Extracted data entries:
○ ○ ○ ○ ○ ○ ○
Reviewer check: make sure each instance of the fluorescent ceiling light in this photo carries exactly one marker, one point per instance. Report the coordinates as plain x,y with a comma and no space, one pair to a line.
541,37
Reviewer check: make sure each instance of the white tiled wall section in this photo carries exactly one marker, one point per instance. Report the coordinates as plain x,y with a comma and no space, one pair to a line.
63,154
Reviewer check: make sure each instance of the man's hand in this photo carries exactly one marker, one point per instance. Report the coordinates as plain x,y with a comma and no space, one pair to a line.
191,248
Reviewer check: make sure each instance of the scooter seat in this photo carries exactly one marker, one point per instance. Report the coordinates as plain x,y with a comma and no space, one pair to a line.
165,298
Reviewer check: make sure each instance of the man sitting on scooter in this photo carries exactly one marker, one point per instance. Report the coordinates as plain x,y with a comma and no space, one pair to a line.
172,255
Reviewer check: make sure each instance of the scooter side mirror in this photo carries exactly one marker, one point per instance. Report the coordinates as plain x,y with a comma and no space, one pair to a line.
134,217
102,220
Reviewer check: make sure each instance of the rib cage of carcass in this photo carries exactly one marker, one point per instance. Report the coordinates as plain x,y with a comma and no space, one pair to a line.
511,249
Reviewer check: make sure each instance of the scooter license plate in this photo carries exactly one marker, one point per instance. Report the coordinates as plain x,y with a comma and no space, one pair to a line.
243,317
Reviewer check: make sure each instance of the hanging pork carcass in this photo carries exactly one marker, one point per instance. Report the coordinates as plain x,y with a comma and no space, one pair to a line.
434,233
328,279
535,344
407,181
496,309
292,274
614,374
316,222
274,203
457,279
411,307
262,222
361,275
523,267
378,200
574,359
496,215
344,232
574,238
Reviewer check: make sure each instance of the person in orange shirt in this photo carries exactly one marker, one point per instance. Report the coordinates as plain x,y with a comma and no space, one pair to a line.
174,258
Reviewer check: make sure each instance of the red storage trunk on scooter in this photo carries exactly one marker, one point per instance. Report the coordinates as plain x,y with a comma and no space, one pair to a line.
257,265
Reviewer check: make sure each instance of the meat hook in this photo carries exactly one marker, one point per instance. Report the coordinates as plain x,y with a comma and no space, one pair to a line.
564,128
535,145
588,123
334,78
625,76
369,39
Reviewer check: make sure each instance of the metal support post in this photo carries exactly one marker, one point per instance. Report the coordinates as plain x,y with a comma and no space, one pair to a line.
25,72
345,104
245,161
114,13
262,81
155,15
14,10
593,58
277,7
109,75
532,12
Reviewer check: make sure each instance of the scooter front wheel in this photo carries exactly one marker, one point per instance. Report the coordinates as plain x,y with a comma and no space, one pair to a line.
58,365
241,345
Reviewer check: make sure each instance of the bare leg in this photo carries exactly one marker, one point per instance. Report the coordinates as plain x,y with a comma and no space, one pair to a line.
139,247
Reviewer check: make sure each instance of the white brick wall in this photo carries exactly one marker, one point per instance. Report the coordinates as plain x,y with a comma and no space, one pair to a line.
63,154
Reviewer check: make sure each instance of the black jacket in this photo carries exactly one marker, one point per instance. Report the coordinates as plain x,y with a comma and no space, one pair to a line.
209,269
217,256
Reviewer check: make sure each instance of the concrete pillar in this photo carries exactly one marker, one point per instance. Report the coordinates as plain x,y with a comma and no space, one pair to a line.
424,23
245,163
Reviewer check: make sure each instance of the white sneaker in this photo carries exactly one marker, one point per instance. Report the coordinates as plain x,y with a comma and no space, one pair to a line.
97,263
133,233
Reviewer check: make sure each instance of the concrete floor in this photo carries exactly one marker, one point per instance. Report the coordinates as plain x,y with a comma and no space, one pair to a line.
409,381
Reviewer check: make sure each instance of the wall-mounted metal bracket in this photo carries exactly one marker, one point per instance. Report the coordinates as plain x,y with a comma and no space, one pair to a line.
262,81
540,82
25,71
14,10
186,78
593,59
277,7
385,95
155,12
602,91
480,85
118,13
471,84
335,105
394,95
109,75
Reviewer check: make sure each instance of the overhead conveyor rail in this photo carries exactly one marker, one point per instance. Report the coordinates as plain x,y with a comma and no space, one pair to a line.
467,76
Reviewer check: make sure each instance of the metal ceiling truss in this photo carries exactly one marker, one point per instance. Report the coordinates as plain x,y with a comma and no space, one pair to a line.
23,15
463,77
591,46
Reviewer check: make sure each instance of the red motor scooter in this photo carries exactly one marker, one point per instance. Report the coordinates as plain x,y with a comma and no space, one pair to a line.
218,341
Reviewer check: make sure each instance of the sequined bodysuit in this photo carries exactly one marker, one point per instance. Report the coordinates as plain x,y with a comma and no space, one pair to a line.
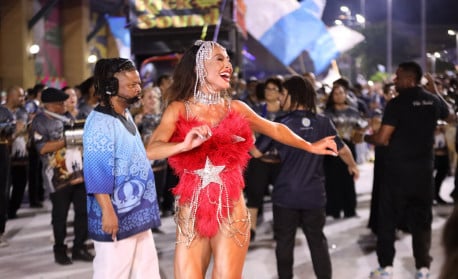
211,177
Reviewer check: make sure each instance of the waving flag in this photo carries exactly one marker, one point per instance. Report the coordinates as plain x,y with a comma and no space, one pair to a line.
287,28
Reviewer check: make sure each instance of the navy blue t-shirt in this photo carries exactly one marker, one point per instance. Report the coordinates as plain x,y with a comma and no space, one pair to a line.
300,183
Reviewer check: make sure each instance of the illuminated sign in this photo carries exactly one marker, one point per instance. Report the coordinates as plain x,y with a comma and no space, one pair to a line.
175,14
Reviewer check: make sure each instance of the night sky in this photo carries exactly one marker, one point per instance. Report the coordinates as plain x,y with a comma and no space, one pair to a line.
444,12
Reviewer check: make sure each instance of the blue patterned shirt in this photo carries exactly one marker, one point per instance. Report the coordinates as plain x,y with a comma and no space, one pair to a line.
115,163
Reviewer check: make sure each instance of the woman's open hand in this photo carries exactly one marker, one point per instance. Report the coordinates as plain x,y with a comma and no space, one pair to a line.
196,136
325,146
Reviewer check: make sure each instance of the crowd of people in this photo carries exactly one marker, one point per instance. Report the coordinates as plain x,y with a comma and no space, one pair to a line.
207,147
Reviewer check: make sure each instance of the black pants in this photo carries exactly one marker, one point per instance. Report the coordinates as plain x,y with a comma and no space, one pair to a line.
61,201
286,221
407,196
171,181
442,167
4,185
19,175
258,176
340,188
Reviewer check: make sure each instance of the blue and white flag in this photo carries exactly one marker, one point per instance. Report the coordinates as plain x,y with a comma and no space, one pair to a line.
○ ○ ○ ○ ○ ○ ○
● **Problem**: Exactly as written above, print every line of the data but not its pictures.

● **Task answer**:
Reviewer check: make sure each instance of the fluorescent ceiling light in this photo carries exactly one marker, one point per instance. Report the coordinates as plain x,y with a comma and no space, one pair to a line.
541,37
Reviewer check: make sure each instance of the white tiled wall section in this photo carries exactly one marker, one point per instance. Report the coordinates as plain x,y with a comma and no space, one pair to a line.
63,154
Reviewer check: make sure each instance of the man's hand in this photo carries exactly one marker, one point per instance. Report the coordinates as plain x,y with a comma and no space, one pair to a line.
191,248
Reviewer check: make sure each instance of the scooter seat in this photo carries exactly one marker, one point per instance. Report the coordinates as plain x,y with a comma and no space, one pair to a line.
165,298
Reviewer check: make sure each instance of the man sitting on scooter in this photo carries exactly one marker, one point per instance. Report the coordinates as plain x,y with a comma and no space, one pair to a line.
172,255
Reviewer check: make sure each instance of the scooter side mirror in this photo carries exactly one marker, one point per instance. Report the coordinates as plain x,y with a comma and no space, one pair to a line.
134,217
102,220
Reviewer check: make sure each instance of the rib cage of carcass in this photo carries exactly one marker, one point per instance. Report the coordinates as plain x,y with a comma and no space, one pair to a line.
511,249
Reviewer check: make sure each instance of the scooter license plate in this photo carries exactly one marker, one point per instance. Report the coordinates as plain x,y with a comma and no space, one pair to a line.
243,317
Reviewer check: make sure each instance of the hanging pork carcass in this photo carries exactly one marker, one point per instance. Report the coordinates as plain x,y with a comma and no space, one pair to a line.
434,233
328,279
535,344
407,181
496,309
292,274
614,374
316,222
274,203
457,279
411,307
262,222
361,275
523,267
378,200
574,359
496,215
344,232
574,238
Reviewer check: make sure each instance of the person in orange shirt in this photo carries exactly one marker, one point per instance. Report the coordinates as plain x,y with a comma and no space, one pair to a line.
174,258
Reviewer check: make sure each instance of the red storage trunk on scooter in this photo carries exactly one marker, one point per instance. Report the coordinates as plain x,y with a comma and no space, one pair to a line.
257,265
Reviewer check: make sure each instance of the meat hook in this photo carries exactly one marker, one point per instance. Report the coordinates as plain x,y with a comma and no space, one pair to a line.
564,128
535,145
588,123
334,78
625,76
369,39
Reviewer check: make sure each instance of the metal support post in this photo carries exactly one marker, one point per instance. Report the coordinates as plain x,y with a comma and no space, one pair to a line.
25,72
345,104
245,161
114,13
262,81
155,15
14,10
593,58
277,7
109,75
532,12
Reviewer check: make sure each instance of the scooter front wheel in this photo carries exactly one marker, one point per instance. Report the coordinates as plain x,y with a comma and no space, one pair to a line.
58,365
241,345
Reviewer check: make sure each instance of the bare leg in this photo carries exactly one marker, one point per instance. Report the coordinates as plain x,y with a comma and no space, one pair to a line.
139,247
Reviewer check: make sure each instance of the white brick wall in this photo carries exactly one marker, one point per instance. Report the coordinates as plain x,y with a comma and no space, one pair to a line.
63,154
Reviewer check: make sure each instance of the black jacket in this photo carries exactly one marker, one point per instance. Report the coordinates as plain x,y with a comma and no space, one pair to a line.
209,269
217,256
Reviewer check: make sure each instance of the concrete pillar in this photo carries exactly one marker, one point per instance. Report the coordinates as plain x,y with a comma and no space, one pair to a line.
424,23
245,163
Reviewer check: make sure each instance of the white sneaker in this photo carries exactly one marker, one point per instance. Report the coordinates as plain x,y with a comma and no space, one pair to a line.
97,263
133,233
Reviewer check: make sure each instance of the concrete floor in this photo carries exactly one marker, one point per instance. Report the coordinates as plain x,y with a comma and no space, one pair to a line.
409,381
Reviewer check: make sure each instance of the wall-mounted metal bracket in this photo carries exactly one marker, one point per instance. Report the coordinates as plain x,y with a comma and no space, one pair to a line.
262,81
540,82
25,71
14,10
186,78
593,59
277,7
385,95
155,12
602,91
480,85
118,13
471,84
335,105
394,95
109,75
Reviewer check: make sure each instance of the overhead conveyor rail in this photo carries exactly one marker, one point per instance. Report the coordinates as plain x,y with a comma and no space, one pair to a line.
467,76
Reviewer check: make sure each instance of the metal ceiling truss in this photo carries exactly one marker, one point per instance. Report the coordinates as plain x,y with a comma and no space, one pair to a line.
23,15
463,77
591,46
Reviewer check: make sure each instance of the red motor scooter in this photo carries exactly one marker, one point per instance. Report the coordinates as plain x,y with a comma and no space, one pair to a line.
218,341
Reviewer check: make sure each instance of the sequined bodysuit in this photo carries exactly one marker, one point per instance. Report the coordinates as plain x,y with a comma and no space, one pair to a line.
211,177
Reviewer check: make sure each instance of the waving flag in this photo carries exactly one marker, one point per instance. Report the coordinates as plain x,y with a comma and no space, one pair to a line.
287,28
Reviewer check: make sure each instance of the navy blue t-shirt in this photo carries exactly one marker, one point per instance. Report the coordinates as plain x,y with a comma and no space, one pair to a line.
300,183
Reviewer check: make sure each instance of the illuminated sign in this photo carries exactly one marker, one point per instance. Report the coordinates as plain x,y with a comma and no space, one pair to a line.
175,14
Reviewer check: make sure each instance of the night sky in this photo carries exactly one marker, one point per instance. Report the coordinates as plain x,y with a comma and no space, one pair to a line.
444,12
Reviewer check: make sure each instance of the blue patterned shirt in this photo carries exactly one marker, one point per instance. Report the coordinates as plain x,y with a comma and no space, one pair to a line.
115,163
Reviewer check: make sure each instance of the woman's open hand in this photo carries exactly one marker, one point per instance. Report the coordinates as plain x,y with a comma and no space, one pair to a line.
196,136
325,146
Reviewer check: make sure each instance of the crowd of people in this photo carries exactly one marker, one point per instance. Report the coordinates as plain x,y with a comma and no space, one pair to a line.
207,147
Reviewer check: make sure each instance of the black pants in this photo carries exactly one marker, one point per instance. Report the coordinates as plain x,y with a comma and no space, one pair to a line.
61,201
286,221
407,196
171,181
442,167
4,185
19,175
258,176
340,188
Reviewer check: make sure each instance of the blue and white flag in this photo carries exactly one marker, one point per instance. Report the coordinates as plain x,y with a comma and no space, one pair to a line.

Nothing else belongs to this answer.